▶ [Условия заданий]
a. Изложите фрагмент источника в двух предложениях.
b. Что, согласно фрагменту источника, составляет содержание сознания?

▶ [Фрагмент источника]
——

Добавить в цитаты Настройки чтения

Страница 4 из 27



Очевидно не значит истинно.

Я вполне могу ошибаться. И я определенно ошибусь, если ограничусь этим определением, хотя бы потому, что живой русский язык подсказывает и другие составляющие думания. К примеру, для меня естественно прозвучит предложение:

– Давайте подумаем: если это так, то…

Силлогизм «если – то», как кажется, относит подобные высказывания к логике. Но это только для испорченного академическим образованием ума. В действительности мы имеем просто пример рассуждения. Следовательно, рассуждение является частью думания. А значит, скорее всего, и рассудок является частью разума, одним из его устройств для работы с особым видом образов.

Вот это надо отметить: рассудок не может работать ни с чем другим, кроме образов, как и разум, просто потому, что ничего иного в сознании не существует. Его содержания – это образы и только образы. А разум и рассудок – это имена для устройства сознания.

Правда у самого сознания еще могут быть состояния. Но они у него, а не в нем. И с ними тоже можно работать, причем разумно вызывая или меняя. Но разум тут становится лишь орудием управления выбором, а не изменением состояний. Состояния меняет не разум, он лишь используется и в этой работе. Но об этом особо и не в этой книге.

Итак, что важно: разум думает представляя и рассуждая. Это очевидно. Но в чем разница? В качестве образов, которые используются. Если бы можно было говорить на языке, используемом логикой и современной наукой, можно было бы сказать, что образы разума – формальные. Это бредовое высказывание, масло масляное, поскольку формы – это и есть образы на латыни. Но сейчас это не важно, важно бытовое значение слова «формальный». Формальный – это как-то отделенный от жизни, высушенный до безжизненности в отличие от образов представлений.

Пока этим и ограничусь: разум, думая, может использовать образы разного вида. Это тоже бред, поскольку переводящиеся русским словом «образ» греческие идея или эйдос имеют другим переводом именно вид. Образ – это то, что видится. Поэтому лучше будет сказать, что разум может использовать в своей работе образы разного качества.

——

▶ [Извлеченные данные]
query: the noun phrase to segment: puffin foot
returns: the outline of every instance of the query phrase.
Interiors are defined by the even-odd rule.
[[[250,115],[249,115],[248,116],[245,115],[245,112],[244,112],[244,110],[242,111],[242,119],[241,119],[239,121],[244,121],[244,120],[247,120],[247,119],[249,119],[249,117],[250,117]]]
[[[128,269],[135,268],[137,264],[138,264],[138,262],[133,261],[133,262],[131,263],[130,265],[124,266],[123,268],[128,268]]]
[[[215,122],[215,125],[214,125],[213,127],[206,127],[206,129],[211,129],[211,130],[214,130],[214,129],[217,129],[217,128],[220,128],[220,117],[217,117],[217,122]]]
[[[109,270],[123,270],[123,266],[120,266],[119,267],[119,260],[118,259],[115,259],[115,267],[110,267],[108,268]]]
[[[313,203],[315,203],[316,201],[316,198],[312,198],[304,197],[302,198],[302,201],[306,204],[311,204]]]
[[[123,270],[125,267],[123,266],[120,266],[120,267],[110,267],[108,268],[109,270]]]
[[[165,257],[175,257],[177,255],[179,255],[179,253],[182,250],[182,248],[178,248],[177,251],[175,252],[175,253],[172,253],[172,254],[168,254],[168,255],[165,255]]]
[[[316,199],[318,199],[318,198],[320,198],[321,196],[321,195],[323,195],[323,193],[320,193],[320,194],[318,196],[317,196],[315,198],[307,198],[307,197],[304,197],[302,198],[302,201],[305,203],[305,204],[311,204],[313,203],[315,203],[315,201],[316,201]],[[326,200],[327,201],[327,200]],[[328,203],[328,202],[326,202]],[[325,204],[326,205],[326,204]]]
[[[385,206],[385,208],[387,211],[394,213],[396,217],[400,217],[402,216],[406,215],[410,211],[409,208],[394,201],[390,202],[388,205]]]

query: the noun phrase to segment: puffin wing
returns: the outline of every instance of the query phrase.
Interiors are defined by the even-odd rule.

——

▶ [Письменные ответы]
a. Во фрагменте утверждается, что рассуждение является частью думания, а рассудок, скорее всего, частью разума, причем оба работают только с образами, поскольку ничего иного в сознании не существует. Разум думает, представляя и рассуждая, и разница между этими способами заключается в качестве используемых образов.

b. Содержание сознания составляют образы и только образы.